### [Исходный текст]
________________________________________

Это и есть главные черты теоретического мышления, сложившегося у отца Павла в детские годы. Именно о развитии такого мышления в начальной школе заботился В.  В. Давыдов. Его интересовали глубина, корни и вертикаль, а понятие — не только как средство, но и как прием мышления. Соответственно, под теоретическими знаниями он понимал такие знания, содержанием которых является процесс происхождения и развития какого-либо предмета. В. В. Давыдов никогда не стремился строить образование по типу «демьяновой ухи» или «шведского стола» знаний (выражение Э. Фромма) и вообще с подозрением относился к всезнайкам и скорохватам. К сожалению, по легкому и пагубному для учащихся пути «шведского стола» идут многие «инноваторы» в образовании, растет число экзотических кушаний. В. В. Давыдов заботился о методе, а какие знания приобретут с его помощью учащиеся — это дело жизненных обстоятельств, свободного выбора.

Теоретическое мышление о корнях, истоках, о происхождении и развитии — это живое мышление, так как оно само вырастает из живого движения, живого созерцания, предметного действия и до-теоретического живого знания. В конечном счете из живой жизни. Этот термин в контексте проблематики образования употреблял Л. С. Выготский.

________________________________________

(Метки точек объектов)
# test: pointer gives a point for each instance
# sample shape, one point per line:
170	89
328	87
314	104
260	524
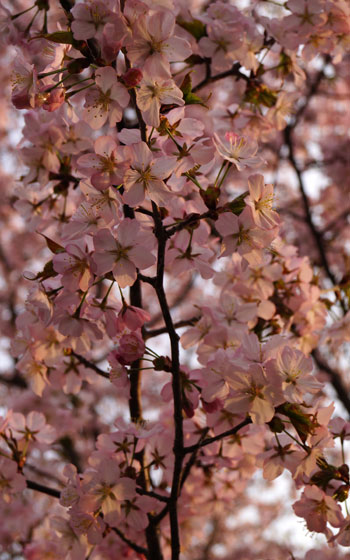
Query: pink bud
132	77
131	347
21	100
54	100
133	317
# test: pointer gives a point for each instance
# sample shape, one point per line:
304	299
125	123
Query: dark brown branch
191	219
152	495
192	459
176	384
208	441
234	71
139	549
178	325
90	365
43	489
315	233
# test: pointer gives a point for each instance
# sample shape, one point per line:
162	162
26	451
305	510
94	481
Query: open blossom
318	509
105	101
154	44
122	254
130	347
106	489
295	371
153	93
24	84
11	482
237	150
74	265
260	202
32	428
90	19
254	393
145	175
240	233
105	166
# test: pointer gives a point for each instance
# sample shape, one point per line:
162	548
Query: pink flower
106	489
11	482
90	19
54	99
74	265
295	371
240	233
132	317
237	150
145	175
32	428
260	202
105	101
154	43
130	347
318	509
123	254
132	77
254	393
154	92
105	167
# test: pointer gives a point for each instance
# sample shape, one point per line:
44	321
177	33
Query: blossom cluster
151	189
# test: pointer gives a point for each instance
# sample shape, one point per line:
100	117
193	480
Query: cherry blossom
123	253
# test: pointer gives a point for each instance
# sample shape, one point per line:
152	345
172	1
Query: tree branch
90	365
208	441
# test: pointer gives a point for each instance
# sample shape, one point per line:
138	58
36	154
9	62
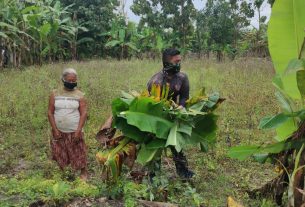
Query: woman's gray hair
68	71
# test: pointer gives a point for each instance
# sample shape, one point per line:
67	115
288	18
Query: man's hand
180	107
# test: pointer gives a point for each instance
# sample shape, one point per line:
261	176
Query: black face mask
172	68
69	85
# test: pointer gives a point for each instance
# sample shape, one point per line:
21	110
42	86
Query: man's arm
184	91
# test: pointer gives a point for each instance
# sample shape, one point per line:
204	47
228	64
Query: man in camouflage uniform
178	92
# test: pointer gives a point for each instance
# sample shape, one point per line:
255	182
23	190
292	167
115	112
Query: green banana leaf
286	37
148	116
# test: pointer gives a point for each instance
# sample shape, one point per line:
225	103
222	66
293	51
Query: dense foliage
37	31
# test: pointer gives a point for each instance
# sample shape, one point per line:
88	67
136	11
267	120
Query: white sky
199	4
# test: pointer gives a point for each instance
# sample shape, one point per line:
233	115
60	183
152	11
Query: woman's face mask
70	81
69	85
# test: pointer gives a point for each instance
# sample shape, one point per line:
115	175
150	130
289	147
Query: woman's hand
77	135
56	134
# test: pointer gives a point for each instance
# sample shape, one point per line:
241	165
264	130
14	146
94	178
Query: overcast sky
199	4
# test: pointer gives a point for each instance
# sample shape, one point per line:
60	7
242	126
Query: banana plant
122	35
286	37
153	123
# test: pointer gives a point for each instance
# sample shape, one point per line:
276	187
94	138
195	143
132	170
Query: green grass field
27	174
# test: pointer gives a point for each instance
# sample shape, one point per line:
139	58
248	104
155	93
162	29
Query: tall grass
245	83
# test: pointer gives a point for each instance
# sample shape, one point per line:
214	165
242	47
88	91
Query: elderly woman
67	115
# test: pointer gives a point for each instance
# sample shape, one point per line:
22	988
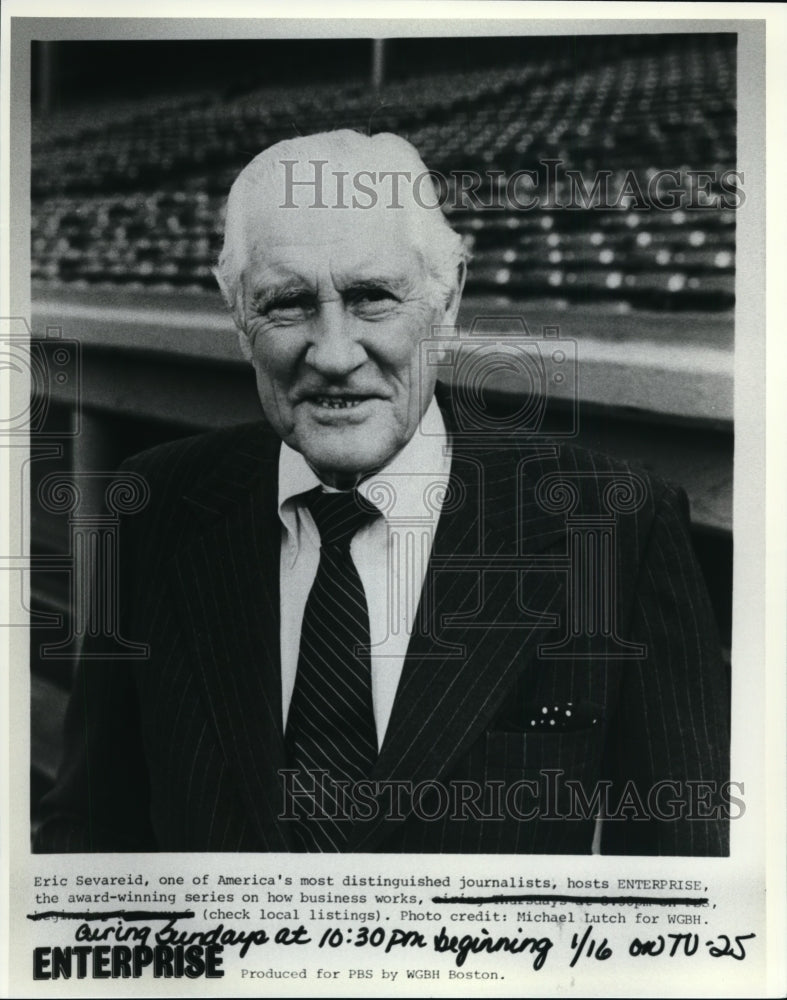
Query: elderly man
371	629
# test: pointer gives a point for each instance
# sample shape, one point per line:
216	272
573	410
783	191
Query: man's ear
452	305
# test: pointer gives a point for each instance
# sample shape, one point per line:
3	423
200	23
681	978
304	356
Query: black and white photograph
389	471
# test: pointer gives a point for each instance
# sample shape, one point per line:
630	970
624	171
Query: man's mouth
338	402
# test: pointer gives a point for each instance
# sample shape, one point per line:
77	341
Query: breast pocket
532	752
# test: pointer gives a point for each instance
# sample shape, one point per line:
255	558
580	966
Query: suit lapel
227	585
463	658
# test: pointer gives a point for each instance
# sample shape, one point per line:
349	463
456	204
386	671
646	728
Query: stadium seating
138	200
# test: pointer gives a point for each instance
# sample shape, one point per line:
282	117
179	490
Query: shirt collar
425	453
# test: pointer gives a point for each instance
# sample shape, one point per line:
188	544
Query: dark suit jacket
182	751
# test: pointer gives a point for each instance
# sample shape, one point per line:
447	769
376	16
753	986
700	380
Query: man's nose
335	350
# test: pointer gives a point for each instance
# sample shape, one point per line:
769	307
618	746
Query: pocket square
561	717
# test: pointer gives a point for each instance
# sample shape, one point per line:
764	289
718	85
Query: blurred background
134	147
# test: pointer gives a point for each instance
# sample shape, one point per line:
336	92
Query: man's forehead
353	238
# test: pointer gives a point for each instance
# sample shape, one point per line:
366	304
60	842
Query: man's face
337	303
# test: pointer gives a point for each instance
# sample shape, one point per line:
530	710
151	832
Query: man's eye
373	300
284	310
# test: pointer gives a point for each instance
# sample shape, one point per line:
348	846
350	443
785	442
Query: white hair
441	248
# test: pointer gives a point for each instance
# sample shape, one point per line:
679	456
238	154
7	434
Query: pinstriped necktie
330	727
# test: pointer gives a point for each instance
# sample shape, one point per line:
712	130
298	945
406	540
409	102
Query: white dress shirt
391	554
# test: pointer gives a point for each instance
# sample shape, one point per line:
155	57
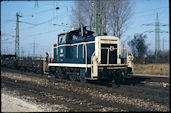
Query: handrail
92	61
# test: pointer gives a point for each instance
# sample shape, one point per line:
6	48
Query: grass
162	69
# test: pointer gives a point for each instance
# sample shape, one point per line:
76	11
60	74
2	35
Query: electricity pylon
157	33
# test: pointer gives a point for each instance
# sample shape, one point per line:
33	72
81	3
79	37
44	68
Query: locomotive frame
95	64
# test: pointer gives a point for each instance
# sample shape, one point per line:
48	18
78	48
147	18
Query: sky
37	28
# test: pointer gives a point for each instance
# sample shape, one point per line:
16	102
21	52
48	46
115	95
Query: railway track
92	97
74	102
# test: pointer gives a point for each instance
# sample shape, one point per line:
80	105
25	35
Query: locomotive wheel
72	77
82	79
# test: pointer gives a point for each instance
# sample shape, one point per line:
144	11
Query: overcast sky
38	19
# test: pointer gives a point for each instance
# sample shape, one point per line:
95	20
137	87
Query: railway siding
113	95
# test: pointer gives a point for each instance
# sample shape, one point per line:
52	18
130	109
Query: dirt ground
136	96
12	103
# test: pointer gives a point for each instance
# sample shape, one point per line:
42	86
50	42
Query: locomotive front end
106	60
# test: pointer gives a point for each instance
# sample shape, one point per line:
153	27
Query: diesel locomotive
80	56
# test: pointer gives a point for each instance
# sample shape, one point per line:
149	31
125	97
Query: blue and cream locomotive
78	55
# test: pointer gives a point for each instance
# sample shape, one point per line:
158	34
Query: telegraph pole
34	49
17	49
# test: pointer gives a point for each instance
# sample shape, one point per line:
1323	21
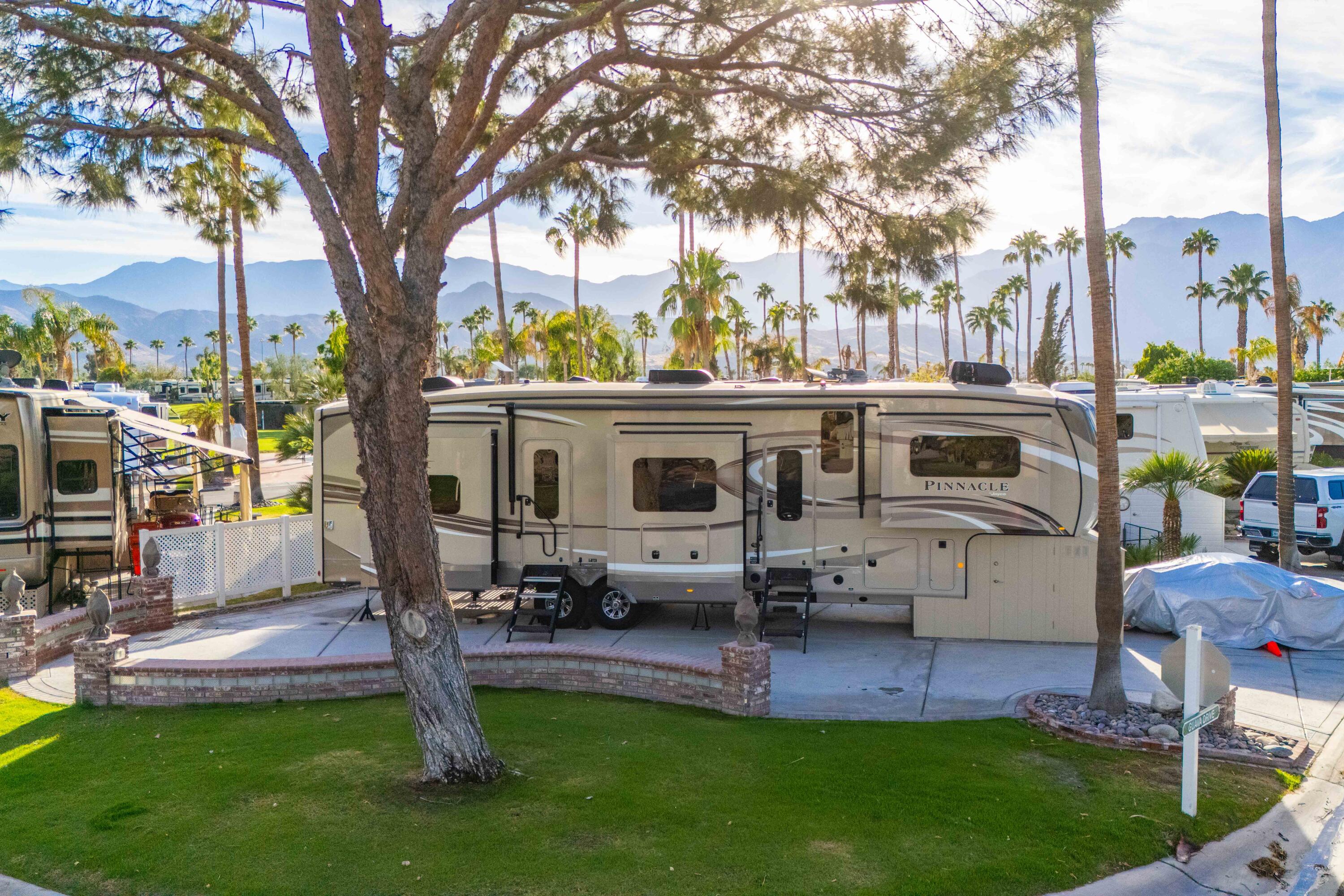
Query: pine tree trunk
1283	312
1108	691
499	279
245	339
1171	530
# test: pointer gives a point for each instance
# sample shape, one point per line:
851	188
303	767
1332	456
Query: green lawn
605	796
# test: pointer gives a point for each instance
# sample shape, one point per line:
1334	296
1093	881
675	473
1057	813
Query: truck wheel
613	607
573	605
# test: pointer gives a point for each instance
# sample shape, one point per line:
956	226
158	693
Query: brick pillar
18	645
746	679
93	661
156	593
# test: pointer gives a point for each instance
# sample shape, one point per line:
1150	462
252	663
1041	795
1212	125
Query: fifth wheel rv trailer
974	504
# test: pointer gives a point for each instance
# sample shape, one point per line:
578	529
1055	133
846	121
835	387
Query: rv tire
573	605
613	607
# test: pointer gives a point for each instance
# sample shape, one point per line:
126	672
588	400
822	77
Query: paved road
862	663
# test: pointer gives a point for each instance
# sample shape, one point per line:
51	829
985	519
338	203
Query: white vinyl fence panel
225	559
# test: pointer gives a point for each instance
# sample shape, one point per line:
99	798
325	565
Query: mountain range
175	299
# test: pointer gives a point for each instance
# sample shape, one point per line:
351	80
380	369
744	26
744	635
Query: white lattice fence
215	562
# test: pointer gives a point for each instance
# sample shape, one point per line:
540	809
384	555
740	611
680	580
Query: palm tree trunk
578	315
245	336
499	277
1029	315
1171	530
224	345
1279	273
961	322
1108	691
803	308
1073	319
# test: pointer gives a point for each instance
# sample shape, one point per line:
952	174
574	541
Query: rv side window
965	456
445	495
9	482
788	482
546	484
838	441
675	485
77	477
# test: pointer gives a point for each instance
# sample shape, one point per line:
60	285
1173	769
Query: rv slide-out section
886	492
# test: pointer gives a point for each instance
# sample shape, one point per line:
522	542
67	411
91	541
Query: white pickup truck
1318	515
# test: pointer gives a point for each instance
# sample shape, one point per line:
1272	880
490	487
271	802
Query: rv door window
77	477
546	484
9	482
675	485
445	495
838	441
965	456
788	482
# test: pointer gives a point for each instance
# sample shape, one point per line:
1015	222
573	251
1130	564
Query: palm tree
1117	245
1029	248
1108	688
1199	244
1238	288
295	332
945	295
186	343
1014	287
1171	476
581	226
836	302
644	330
1316	320
698	297
983	319
1068	245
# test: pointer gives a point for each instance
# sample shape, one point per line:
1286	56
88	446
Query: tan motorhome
72	466
974	504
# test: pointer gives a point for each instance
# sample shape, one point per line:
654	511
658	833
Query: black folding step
789	586
542	585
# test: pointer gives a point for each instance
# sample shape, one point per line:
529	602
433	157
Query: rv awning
1234	421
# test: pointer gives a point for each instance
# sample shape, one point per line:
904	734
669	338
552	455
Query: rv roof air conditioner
979	374
682	377
440	383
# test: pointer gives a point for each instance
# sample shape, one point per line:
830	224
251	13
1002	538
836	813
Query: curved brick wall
740	684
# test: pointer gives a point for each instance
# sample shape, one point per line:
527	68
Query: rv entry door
789	515
550	485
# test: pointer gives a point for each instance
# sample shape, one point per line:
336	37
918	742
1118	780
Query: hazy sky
1183	134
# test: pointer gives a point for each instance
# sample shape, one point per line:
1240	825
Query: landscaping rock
1164	732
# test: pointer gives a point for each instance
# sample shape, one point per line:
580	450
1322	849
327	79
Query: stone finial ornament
100	612
150	558
13	590
746	617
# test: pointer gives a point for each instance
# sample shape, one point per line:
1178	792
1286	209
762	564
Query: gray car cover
1238	601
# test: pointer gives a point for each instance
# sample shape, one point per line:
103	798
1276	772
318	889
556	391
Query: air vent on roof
681	377
440	383
978	374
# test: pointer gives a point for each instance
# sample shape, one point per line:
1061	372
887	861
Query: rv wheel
615	609
573	605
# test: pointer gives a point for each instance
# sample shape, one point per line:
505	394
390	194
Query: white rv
975	504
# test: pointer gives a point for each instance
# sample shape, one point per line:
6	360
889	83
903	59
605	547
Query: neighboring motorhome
76	474
974	504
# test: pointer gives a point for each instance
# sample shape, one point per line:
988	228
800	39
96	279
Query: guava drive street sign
1201	719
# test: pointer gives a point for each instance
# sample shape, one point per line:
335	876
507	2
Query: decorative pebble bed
1144	728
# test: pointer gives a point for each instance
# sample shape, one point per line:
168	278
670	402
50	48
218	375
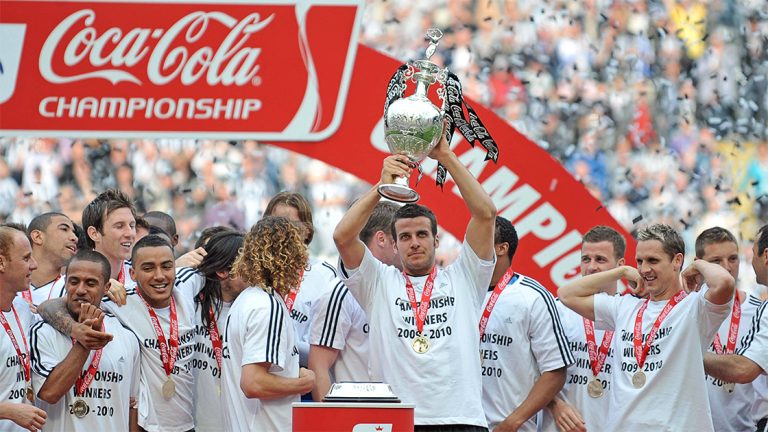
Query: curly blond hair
273	255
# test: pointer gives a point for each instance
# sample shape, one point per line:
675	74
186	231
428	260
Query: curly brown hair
273	255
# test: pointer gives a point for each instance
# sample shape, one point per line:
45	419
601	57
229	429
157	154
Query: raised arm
731	368
721	284
346	234
579	295
55	313
257	382
483	221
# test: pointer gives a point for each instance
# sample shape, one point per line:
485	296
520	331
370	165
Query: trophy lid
361	392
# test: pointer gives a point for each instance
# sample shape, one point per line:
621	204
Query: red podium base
352	417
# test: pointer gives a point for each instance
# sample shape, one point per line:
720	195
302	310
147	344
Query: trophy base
398	193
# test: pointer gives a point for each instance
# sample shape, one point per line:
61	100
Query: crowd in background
658	107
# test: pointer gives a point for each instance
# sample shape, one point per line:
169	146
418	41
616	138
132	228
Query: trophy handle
399	191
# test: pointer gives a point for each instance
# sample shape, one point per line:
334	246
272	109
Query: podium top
386	405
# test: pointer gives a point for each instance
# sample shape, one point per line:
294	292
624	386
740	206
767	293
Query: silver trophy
414	125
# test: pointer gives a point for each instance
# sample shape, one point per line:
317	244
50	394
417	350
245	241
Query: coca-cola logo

________________________________________

### [Условие задачи]
Что, согласно исходному тексту, В. В. Давыдов понимал под теоретическими знаниями?

### [Правильный ответ]
Знания, содержанием которых является процесс происхождения и развития какого-либо предмета.